# DATA IN THIS EXERCISE start
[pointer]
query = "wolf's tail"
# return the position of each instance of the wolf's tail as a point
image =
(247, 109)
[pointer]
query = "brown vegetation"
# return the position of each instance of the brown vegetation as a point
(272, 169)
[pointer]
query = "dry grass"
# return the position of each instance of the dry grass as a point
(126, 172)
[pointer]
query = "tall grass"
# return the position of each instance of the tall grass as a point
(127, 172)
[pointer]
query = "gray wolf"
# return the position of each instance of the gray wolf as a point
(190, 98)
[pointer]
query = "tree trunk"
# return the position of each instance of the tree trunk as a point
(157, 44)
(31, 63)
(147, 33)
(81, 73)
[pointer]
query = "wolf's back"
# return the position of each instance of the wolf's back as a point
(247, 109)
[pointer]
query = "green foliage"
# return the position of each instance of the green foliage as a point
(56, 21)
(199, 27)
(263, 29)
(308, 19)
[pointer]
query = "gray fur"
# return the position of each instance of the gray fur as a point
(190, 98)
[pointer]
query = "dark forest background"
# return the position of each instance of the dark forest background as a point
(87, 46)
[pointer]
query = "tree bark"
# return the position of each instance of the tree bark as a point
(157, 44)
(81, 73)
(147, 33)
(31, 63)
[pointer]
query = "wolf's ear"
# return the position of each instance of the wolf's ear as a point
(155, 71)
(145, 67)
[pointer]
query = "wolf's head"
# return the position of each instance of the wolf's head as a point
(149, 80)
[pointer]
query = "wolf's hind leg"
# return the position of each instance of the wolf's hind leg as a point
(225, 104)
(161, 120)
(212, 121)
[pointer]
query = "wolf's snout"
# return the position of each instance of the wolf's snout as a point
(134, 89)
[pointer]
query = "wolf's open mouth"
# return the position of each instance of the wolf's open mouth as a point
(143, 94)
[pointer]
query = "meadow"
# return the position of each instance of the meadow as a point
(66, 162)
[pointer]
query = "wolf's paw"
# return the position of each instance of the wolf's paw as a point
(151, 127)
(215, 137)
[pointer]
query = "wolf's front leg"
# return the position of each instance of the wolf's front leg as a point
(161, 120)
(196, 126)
# DATA IN THIS EXERCISE end
All of the entries above need to be reproduced exactly.

[pointer]
query = "wolf's tail"
# return the position of each instance of the wolf's tail as a point
image =
(247, 109)
[pointer]
query = "brown vegetation"
# return the position of each instance of the brown vegetation as a point
(272, 169)
[pointer]
query = "dry grass"
# return the position of each instance of the dry grass as a point
(126, 172)
[pointer]
query = "tall grass"
# return the position of each instance of the tall grass as a point
(127, 172)
[pointer]
query = "gray wolf"
# return the position of each instance of the gray wolf as a point
(190, 98)
[pointer]
query = "tree trunk"
# return the position of each instance of the tree trunk as a point
(157, 44)
(31, 63)
(147, 33)
(81, 73)
[pointer]
query = "wolf's back"
# return the position of each instance of the wolf's back as a point
(247, 109)
[pointer]
query = "green foliage"
# return the position of each instance of the green foliage as a point
(56, 21)
(199, 27)
(263, 29)
(308, 19)
[pointer]
query = "gray fur"
# return the position of each instance of the gray fur as a point
(190, 98)
[pointer]
query = "dark forest background"
# return the position of each instance of the dark forest background as a point
(87, 46)
[pointer]
query = "tree bark"
# return the position of each instance of the tree bark as a point
(157, 44)
(81, 73)
(147, 33)
(31, 63)
[pointer]
query = "wolf's ear"
# return the position of each instance of the wolf's ear as a point
(155, 71)
(145, 67)
[pointer]
query = "wolf's head"
# return the position of each instance of the wolf's head as a point
(149, 80)
[pointer]
query = "wolf's hind leg"
# return the position of each instance of the wolf's hind leg as a point
(225, 104)
(161, 120)
(212, 121)
[pointer]
query = "wolf's snout"
# return the position of each instance of the wolf's snout as a point
(134, 89)
[pointer]
query = "wolf's open mouth"
# return the position of each instance of the wolf's open mouth as a point
(143, 94)
[pointer]
query = "meadow"
# return the position of each instance of the meadow as a point
(66, 162)
[pointer]
query = "wolf's paw"
# return the position of each instance of the wolf's paw as a point
(151, 127)
(215, 137)
[pointer]
query = "wolf's front leg"
# return the position of each instance of the wolf's front leg as a point
(161, 120)
(196, 126)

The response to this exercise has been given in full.